世界各地には「シャーマン」と呼ばれる人々が存在するが、シャーマンは呪術師とほぼ同義であると考えていいだろう。古代においては、日本を含め、世界中にシャーマンたちがいた。このシャーマンを中心とした独特のスピリチュアルな文化圏のことを「シャーマニズム」と呼ぶ。シャーマニズムとは、単に呪術を利用するというだけでなく、「霊的・神的なエネルギーの存在を基盤としたライフスタイル」である。つまり、日常生活においても、すべては見えざる霊的・神的なエネルギーの恩恵によって、生命は生かされていると考える。従って、政治・経済・医療など、あらゆることはシャーマンがリーダーとなって執り仕切るのが、古来のシャーマンのステータスであり、シャーマニズムの基軸であった。その後、徐々に分業化が進み、現代にも存在している多くのシャーマンは、「呪術専門」という形になっていることが多いようだ。
呪術の内容は、呪術師によって大きく異なっている。ここではいくつかの代表的な呪術を挙げておく。例えば、霊的なエネルギーとコンタクトが可能な呪術師であれば、霊視・除霊・浄霊・エクソシズム(悪魔祓い)などが可能となってくる。ただし、単に霊的存在をキャッチできる霊視と、人・家などに棲み付いた霊的エネルギーを排除させる除霊・エクソシズムで必要となる力量はまったく違うため、ひとくくりにはできない面もある。ただ、霊的存在を察知することは、本来、呪術師にとって最低必要とされる能力であることは間違いない。シャーマンの場合、その村やコミュニティなどの単位において、人々の健康面のアドバイザーであり、医師でもある。もし心身の状態において困っている人がいれば、その人を霊視して診断し、その対処法としてハーブなどの自然薬を処方するか、生活改善方法をアドバイスするか、霊的な指導あるいは、霊的治療である呪術医療を行う。こうした医術を専門とする呪術師は「呪術医」と呼ばれ、現代においても世界中に現存している。フィリピンやタイ、ブラジルなどでよく知られる心霊治療師は、この「呪術医」である。こうした人々の手助けを行う呪術がある一方で、敵対する勢力や敵対者に対して、失墜を狙った呪術も存在している。邪悪な術が生まれた背景には、前述したように古代社会においては、すべての中心が霊的エネルギーだったことが挙げられる。つまり、人々の生死・死活を霊的エネルギーに依存していた結果として、ブラック・マジックは生まれてきたのである。また、自然界とコンタクトすることも呪術師の重要な役割である。例えば旱魃が激しく農作物が実のらなければ、「雨乞い」を行うのもシャーマンの役割であった。

(データセットの項目)
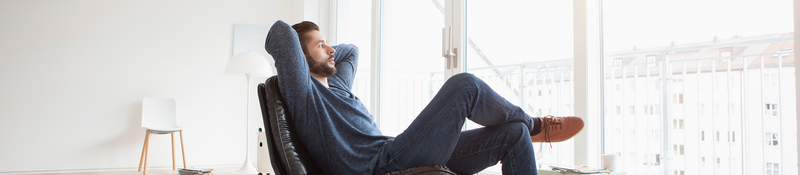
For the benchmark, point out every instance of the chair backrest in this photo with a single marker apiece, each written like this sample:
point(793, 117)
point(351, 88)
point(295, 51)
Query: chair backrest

§ 課題
シャーマニズムについての本文によると、フィリピンやタイ、ブラジルなどでよく知られる心霊治療師は、どのような呼び名の呪術師ですか。 データはシャーマニズムについての本文とは関係がありません。

§ 解答例
「呪術医」です。